++++ THE RECORDS ++++
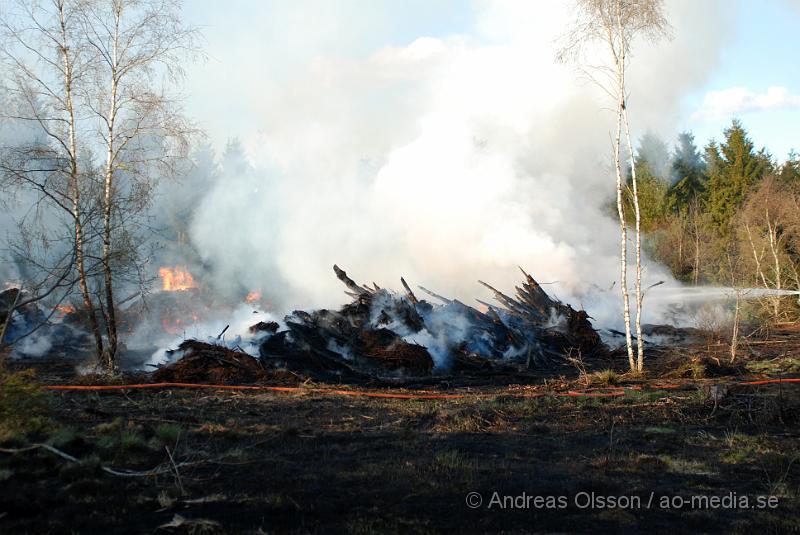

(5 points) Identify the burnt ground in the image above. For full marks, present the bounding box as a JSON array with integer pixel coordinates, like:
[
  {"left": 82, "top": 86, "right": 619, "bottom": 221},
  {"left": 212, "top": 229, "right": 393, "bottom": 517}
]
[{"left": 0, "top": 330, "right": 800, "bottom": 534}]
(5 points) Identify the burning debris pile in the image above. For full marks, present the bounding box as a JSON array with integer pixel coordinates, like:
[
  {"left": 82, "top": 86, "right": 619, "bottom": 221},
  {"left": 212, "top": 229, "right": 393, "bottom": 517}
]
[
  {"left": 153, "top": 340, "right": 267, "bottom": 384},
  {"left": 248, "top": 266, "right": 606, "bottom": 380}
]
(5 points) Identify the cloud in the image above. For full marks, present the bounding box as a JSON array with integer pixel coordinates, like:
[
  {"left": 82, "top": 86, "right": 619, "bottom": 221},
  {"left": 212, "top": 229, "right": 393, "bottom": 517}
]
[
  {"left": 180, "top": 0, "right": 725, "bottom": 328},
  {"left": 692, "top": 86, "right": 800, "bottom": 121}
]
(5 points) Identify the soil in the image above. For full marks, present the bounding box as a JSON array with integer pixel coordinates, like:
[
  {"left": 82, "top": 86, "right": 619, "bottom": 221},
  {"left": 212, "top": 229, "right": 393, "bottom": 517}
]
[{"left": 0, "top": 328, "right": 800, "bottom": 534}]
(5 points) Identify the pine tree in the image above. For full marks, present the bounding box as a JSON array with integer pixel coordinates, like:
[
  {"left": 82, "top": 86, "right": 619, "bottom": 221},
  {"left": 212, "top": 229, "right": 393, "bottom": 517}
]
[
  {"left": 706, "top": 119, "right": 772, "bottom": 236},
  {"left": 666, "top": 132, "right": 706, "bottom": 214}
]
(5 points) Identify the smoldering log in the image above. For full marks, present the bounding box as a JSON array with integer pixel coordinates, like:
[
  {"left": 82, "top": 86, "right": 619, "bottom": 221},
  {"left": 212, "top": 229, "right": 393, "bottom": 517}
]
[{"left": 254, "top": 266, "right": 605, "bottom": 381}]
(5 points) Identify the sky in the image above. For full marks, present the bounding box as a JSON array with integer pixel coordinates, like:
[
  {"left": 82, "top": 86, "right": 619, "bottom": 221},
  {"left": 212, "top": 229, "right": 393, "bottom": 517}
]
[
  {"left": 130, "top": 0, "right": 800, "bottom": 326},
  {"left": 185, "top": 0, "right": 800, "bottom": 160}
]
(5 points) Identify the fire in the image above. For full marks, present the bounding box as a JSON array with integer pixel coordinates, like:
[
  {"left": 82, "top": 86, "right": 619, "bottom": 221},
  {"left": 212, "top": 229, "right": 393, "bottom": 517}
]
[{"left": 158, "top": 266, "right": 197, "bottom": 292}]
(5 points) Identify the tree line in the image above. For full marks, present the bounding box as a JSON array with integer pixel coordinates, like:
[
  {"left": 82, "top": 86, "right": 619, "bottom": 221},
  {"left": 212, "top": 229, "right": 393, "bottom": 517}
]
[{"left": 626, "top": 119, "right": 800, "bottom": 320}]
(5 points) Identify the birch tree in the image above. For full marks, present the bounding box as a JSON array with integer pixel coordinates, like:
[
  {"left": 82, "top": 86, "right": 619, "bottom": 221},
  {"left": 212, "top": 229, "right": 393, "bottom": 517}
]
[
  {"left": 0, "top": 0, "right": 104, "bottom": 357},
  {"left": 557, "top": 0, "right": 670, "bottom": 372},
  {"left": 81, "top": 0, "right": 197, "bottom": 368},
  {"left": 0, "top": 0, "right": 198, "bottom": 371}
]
++++
Can you give everything from the line containing "(5 points) Identify the tree" down to the end of the records again, with "integer pixel coordinates" changed to "whole-number pixel coordinates" and nothing else altered?

(5 points) Identify the tree line in the image above. For full marks, present the bounding box as a JSON array with whole-number pixel coordinates, like:
[
  {"left": 82, "top": 86, "right": 619, "bottom": 221},
  {"left": 212, "top": 229, "right": 393, "bottom": 517}
]
[{"left": 626, "top": 119, "right": 800, "bottom": 320}]
(5 points) Identify the birch tree in the image above. For full marks, present the bounding box as a JSON array with whole-number pixel coordinates, like:
[
  {"left": 82, "top": 86, "right": 619, "bottom": 221},
  {"left": 212, "top": 229, "right": 393, "bottom": 517}
]
[
  {"left": 0, "top": 0, "right": 104, "bottom": 357},
  {"left": 557, "top": 0, "right": 670, "bottom": 372},
  {"left": 81, "top": 0, "right": 197, "bottom": 368},
  {"left": 0, "top": 0, "right": 198, "bottom": 371}
]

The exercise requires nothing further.